Restate the entries word for word and skip every image.

Supplied information:

-=-=-=-=-

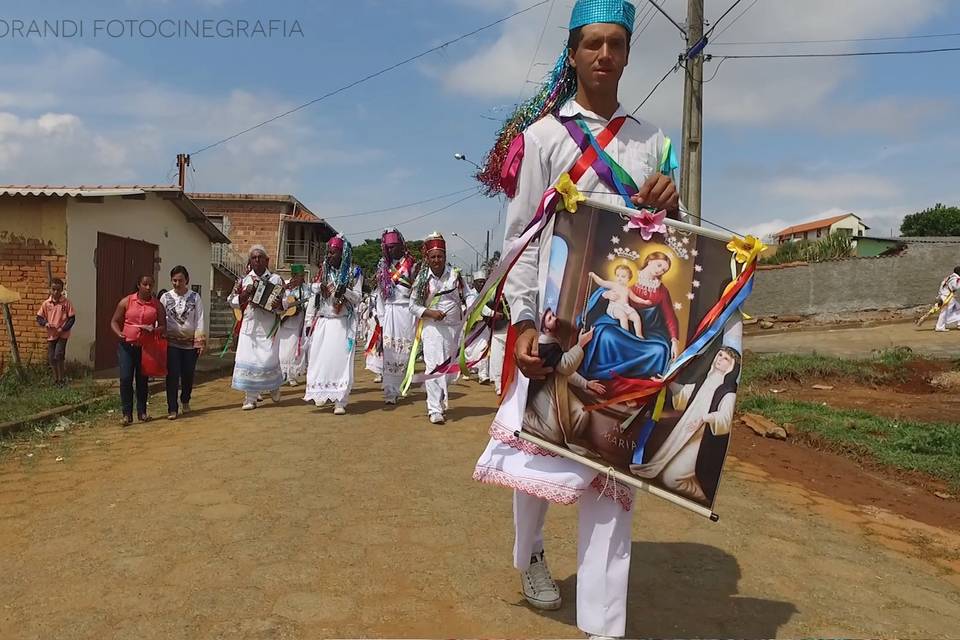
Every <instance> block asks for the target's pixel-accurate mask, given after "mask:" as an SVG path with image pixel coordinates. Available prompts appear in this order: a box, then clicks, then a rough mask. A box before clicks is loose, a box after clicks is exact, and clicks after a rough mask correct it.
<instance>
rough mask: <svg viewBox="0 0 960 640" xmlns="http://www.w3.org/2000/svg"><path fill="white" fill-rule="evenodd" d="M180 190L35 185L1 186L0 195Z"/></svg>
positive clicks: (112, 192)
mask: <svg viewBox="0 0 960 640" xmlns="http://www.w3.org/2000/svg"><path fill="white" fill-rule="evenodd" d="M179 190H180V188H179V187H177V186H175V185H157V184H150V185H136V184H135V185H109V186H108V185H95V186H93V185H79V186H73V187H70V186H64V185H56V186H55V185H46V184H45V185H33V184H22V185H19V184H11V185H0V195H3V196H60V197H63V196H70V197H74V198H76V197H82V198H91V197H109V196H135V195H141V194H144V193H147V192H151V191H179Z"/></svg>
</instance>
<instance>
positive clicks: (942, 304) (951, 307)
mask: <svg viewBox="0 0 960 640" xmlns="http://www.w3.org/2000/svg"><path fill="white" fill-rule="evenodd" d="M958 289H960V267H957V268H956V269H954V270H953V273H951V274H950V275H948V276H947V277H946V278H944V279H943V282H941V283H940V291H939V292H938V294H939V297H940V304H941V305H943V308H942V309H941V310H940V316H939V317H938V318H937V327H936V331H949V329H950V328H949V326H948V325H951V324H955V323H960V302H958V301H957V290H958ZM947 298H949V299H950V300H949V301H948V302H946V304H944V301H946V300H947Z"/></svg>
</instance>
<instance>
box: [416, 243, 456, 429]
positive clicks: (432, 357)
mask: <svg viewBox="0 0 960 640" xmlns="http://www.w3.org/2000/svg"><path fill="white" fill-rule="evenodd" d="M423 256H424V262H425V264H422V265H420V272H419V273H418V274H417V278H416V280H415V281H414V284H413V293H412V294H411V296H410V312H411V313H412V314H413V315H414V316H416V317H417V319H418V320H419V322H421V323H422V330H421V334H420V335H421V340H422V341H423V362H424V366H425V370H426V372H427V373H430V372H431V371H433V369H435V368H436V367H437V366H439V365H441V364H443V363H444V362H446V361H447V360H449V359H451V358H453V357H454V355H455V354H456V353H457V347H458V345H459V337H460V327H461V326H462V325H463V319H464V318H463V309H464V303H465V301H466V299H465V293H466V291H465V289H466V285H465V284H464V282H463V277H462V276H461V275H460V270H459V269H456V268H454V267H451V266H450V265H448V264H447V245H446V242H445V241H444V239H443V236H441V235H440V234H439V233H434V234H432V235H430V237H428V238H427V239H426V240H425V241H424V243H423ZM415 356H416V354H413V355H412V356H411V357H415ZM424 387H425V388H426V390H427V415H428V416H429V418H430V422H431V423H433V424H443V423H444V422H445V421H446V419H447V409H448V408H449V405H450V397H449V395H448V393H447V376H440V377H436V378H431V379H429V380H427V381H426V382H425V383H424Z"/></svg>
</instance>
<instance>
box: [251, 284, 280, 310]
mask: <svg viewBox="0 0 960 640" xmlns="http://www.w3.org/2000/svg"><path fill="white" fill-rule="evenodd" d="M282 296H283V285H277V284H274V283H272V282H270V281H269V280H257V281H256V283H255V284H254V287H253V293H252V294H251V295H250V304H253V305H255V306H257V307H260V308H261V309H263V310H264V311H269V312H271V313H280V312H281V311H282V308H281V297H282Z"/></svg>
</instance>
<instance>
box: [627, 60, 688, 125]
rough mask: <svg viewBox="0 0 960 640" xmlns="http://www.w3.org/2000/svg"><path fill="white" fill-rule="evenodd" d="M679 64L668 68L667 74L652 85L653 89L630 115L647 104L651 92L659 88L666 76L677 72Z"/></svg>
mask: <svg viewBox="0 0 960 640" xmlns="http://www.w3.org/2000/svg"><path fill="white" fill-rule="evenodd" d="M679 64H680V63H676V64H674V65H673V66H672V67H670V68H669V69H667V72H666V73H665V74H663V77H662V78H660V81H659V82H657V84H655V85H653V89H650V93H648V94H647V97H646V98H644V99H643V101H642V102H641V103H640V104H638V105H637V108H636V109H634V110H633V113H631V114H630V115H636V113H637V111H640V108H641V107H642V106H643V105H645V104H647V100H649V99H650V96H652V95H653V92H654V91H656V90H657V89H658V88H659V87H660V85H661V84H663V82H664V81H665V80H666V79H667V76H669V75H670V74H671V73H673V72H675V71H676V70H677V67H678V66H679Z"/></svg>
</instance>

-=-=-=-=-

Answer to the problem:
Every <instance> block asks for the target's pixel-accurate mask, given after "mask:" as an SVG path with image pixel coordinates. Available prompts appear in this order: a box, then clicks, then a rough mask. A box before clicks is loose, a box after clicks is exact, and clicks after a rough mask correct it.
<instance>
rough mask: <svg viewBox="0 0 960 640" xmlns="http://www.w3.org/2000/svg"><path fill="white" fill-rule="evenodd" d="M180 190L35 185L1 186L0 195Z"/></svg>
positive clicks: (112, 192)
mask: <svg viewBox="0 0 960 640" xmlns="http://www.w3.org/2000/svg"><path fill="white" fill-rule="evenodd" d="M179 190H180V188H179V187H177V186H175V185H157V184H150V185H136V184H135V185H109V186H108V185H95V186H93V185H79V186H73V187H70V186H64V185H56V186H55V185H46V184H45V185H33V184H22V185H19V184H11V185H0V195H3V196H60V197H63V196H70V197H74V198H76V197H82V198H91V197H109V196H135V195H141V194H144V193H147V192H151V191H179Z"/></svg>
</instance>
<instance>
positive clicks: (942, 304) (951, 307)
mask: <svg viewBox="0 0 960 640" xmlns="http://www.w3.org/2000/svg"><path fill="white" fill-rule="evenodd" d="M958 289H960V267H957V268H956V269H954V270H953V273H951V274H950V275H948V276H947V277H946V278H944V279H943V282H941V283H940V291H939V292H938V294H939V297H940V304H941V305H943V308H942V309H941V310H940V316H939V317H938V318H937V327H936V331H949V329H950V328H949V326H948V325H951V324H955V323H960V302H958V301H957V290H958ZM947 298H949V299H950V300H949V301H948V302H946V304H944V301H946V300H947Z"/></svg>
</instance>
<instance>
box: [416, 243, 456, 429]
positive clicks: (432, 357)
mask: <svg viewBox="0 0 960 640" xmlns="http://www.w3.org/2000/svg"><path fill="white" fill-rule="evenodd" d="M423 256H424V262H425V264H422V265H420V272H419V273H418V274H417V278H416V280H415V281H414V284H413V293H412V294H411V296H410V312H411V313H412V314H413V315H414V316H416V317H417V319H418V320H419V322H421V323H422V330H421V334H420V335H421V340H422V341H423V362H424V366H425V370H426V372H427V373H430V372H431V371H433V369H435V368H436V367H437V366H439V365H441V364H443V363H444V362H446V361H447V360H449V359H451V358H453V357H454V355H455V354H456V353H457V347H458V345H459V337H460V327H461V326H462V325H463V319H464V318H463V309H464V303H465V301H466V299H465V293H466V291H465V289H466V285H465V284H464V282H463V277H462V276H461V275H460V270H459V269H456V268H454V267H451V266H450V265H448V264H447V245H446V242H445V241H444V239H443V236H441V235H440V234H439V233H434V234H432V235H430V237H428V238H427V239H426V240H425V241H424V243H423ZM415 356H416V354H413V355H412V356H411V357H415ZM424 387H425V388H426V390H427V415H428V416H429V418H430V422H431V423H433V424H443V423H444V422H445V421H446V419H447V409H448V408H449V405H450V397H449V395H448V393H447V376H440V377H436V378H431V379H429V380H427V381H426V382H425V383H424Z"/></svg>
</instance>
<instance>
box: [251, 284, 280, 310]
mask: <svg viewBox="0 0 960 640" xmlns="http://www.w3.org/2000/svg"><path fill="white" fill-rule="evenodd" d="M282 296H283V285H277V284H274V283H272V282H270V281H269V280H257V281H256V283H255V284H254V287H253V293H252V294H251V295H250V304H253V305H255V306H257V307H260V308H261V309H263V310H264V311H269V312H271V313H280V312H281V311H282V308H281V297H282Z"/></svg>
</instance>
<instance>
box: [627, 60, 688, 125]
rough mask: <svg viewBox="0 0 960 640" xmlns="http://www.w3.org/2000/svg"><path fill="white" fill-rule="evenodd" d="M679 64L668 68L667 74L652 85L653 89L630 115L647 104L651 92L659 88L666 76L677 72Z"/></svg>
mask: <svg viewBox="0 0 960 640" xmlns="http://www.w3.org/2000/svg"><path fill="white" fill-rule="evenodd" d="M679 64H680V63H676V64H674V65H673V66H672V67H670V68H669V69H667V72H666V73H665V74H663V77H662V78H660V81H659V82H657V84H655V85H653V89H650V93H648V94H647V97H646V98H644V99H643V101H642V102H641V103H640V104H638V105H637V108H636V109H634V110H633V113H631V114H630V115H636V113H637V111H640V108H641V107H642V106H643V105H645V104H647V100H649V99H650V96H652V95H653V92H654V91H656V90H657V89H658V88H659V87H660V85H661V84H663V82H664V81H665V80H666V79H667V76H669V75H670V74H671V73H673V72H675V71H676V70H677V67H678V66H679Z"/></svg>
</instance>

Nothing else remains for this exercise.